> [Text passage]

These are the key concepts you need to understand to accurately answer the question.

Acceleration
Acceleration is a fundamental concept in kinematics. It refers to the rate at which an object's velocity changes over time. In the context of a pilot accelerating in a jet, it's important to consider limits to prevent physical harm.

Key points about acceleration:
  • Measured in meters per second squared \( \text{m/s}^2 \).
  • Acceleration towards speeds that are a multiple of the gravitational constant, known as \(g\), must be monitored for safety.
  • In our scenario, the maximum allowable acceleration is \(4g\), which translates to \(39.2 \text{ m/s}^2\).
When accelerating from rest to a certain velocity, the time taken can be determined using the equation: \( t = \frac{v}{a} \), where \(v\) is the final velocity, and \(a\) is the acceleration. Understanding how acceleration impacts the time to reach specific velocities is crucial in kinematics.
Mach Number
The Mach number is a dimensionless quantity representing the ratio between the speed of an object and the speed of sound in the surrounding medium. It is a critical concept in aerodynamics.

> [Problem set]
1. According to the passage on acceleration and Mach number, what is the maximum allowable acceleration in the pilot scenario?
2. Continue the passage on acceleration and Mach number from its final sentence.

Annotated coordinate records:
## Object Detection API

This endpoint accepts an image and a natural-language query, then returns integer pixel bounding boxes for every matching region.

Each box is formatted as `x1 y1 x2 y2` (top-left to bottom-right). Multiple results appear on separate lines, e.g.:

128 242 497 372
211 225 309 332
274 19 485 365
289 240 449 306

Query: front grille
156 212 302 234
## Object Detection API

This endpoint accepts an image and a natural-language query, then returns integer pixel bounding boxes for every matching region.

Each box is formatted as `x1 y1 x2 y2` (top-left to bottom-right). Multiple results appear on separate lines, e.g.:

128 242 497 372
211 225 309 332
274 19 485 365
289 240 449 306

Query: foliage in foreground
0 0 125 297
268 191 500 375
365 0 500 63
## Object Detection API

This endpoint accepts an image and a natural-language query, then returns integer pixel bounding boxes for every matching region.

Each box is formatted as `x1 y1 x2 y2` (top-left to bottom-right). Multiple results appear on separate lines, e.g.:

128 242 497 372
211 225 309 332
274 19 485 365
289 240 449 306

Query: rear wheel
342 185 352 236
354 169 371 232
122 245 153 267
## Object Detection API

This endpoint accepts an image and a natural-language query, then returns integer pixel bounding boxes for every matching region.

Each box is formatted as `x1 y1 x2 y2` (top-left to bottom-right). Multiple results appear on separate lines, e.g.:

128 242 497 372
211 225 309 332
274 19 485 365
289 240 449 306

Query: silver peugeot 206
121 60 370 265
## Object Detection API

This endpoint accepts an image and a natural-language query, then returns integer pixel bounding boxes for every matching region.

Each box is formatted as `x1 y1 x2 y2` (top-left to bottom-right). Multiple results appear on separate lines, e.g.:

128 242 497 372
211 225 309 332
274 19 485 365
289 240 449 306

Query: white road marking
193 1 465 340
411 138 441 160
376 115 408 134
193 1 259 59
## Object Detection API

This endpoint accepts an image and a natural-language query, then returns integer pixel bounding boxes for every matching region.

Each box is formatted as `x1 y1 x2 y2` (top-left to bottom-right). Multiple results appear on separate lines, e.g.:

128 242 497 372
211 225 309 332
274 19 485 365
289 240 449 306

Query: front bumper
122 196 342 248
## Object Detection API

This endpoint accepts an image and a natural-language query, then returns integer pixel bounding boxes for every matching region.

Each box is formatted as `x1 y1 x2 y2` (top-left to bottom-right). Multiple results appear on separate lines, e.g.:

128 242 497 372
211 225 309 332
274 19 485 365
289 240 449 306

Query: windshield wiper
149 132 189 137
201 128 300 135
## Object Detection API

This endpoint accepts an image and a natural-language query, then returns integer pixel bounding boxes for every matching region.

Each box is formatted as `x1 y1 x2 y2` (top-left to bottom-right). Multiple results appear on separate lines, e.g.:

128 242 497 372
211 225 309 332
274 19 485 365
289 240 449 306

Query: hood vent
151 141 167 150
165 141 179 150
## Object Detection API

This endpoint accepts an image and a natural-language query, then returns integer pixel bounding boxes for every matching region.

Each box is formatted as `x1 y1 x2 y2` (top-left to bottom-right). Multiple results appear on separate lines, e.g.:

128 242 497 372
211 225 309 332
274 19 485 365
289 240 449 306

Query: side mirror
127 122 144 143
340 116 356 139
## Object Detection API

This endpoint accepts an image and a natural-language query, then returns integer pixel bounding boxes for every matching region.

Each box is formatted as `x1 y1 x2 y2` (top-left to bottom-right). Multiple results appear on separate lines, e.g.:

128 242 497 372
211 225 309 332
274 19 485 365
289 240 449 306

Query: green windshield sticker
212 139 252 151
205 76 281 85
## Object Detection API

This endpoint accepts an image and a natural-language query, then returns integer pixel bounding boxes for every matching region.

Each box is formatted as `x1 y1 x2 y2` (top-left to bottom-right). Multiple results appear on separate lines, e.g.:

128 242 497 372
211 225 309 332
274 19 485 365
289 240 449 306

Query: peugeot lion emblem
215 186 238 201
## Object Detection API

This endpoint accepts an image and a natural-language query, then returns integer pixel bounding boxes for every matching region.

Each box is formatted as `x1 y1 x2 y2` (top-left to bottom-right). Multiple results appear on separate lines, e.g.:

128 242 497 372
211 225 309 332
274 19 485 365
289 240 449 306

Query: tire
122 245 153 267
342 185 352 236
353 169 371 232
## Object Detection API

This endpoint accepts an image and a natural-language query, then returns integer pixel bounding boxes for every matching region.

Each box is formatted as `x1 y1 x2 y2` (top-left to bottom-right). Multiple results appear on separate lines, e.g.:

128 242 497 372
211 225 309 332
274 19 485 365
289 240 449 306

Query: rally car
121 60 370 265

> [Exercise results]
1. The maximum is 4g, which equals 39.2 m/s².

2.
Key aspects of Mach number:
  • Mach 1 is the speed of sound; thus, Mach 4 is four times the speed of sound.
  • In the exercise, the speed of sound is given as \(331 \text{ m/s}\), so Mach 4 equals \(1324 \text{ m/s}\).
  • Understanding Mach numbers is essential for computing velocities that reach or exceed supersonic speeds.
Mach numbers are widely used in aerospace engineering to classify aircraft speed, and achieving high Mach numbers requires significant acceleration.
Speed of Sound
The speed of sound is the velocity at which sound waves travel through a medium. In this exercise, we are dealing with sound speed in cold air.

Key information about the speed of sound:
  • The speed of sound in cold air is approximately \(331 \text{ m/s}\).
  • It varies with temperature and atmospheric conditions.
  • Understanding the speed of sound is essential for calculating Mach numbers and the corresponding velocities.
The speed of sound is central to aerodynamics and impacts calculations involving velocity, acceleration, and distance, especially at supersonic speeds.
Distance Traveled
Distance traveled is a core concept when analyzing motion under acceleration. It tells us how far an object moves over a period of time.

Steps to calculate distance during accelerated motion:
  • Use the formula for distance: \(s = v_0 t + \frac{1}{2} a t^2 \).
  • In our case, the initial velocity \(v_0\) is zero, simplifying the formula to \(s = \frac{1}{2} a t^2 \).
  • Plug in the acceleration \(a = 39.2 \text{ m/s}^2\) and time \(t \approx 33.8 \text{ s}\) to calculate.
  • The computed distance traveled is approximately \(22395 \text{ meters}\).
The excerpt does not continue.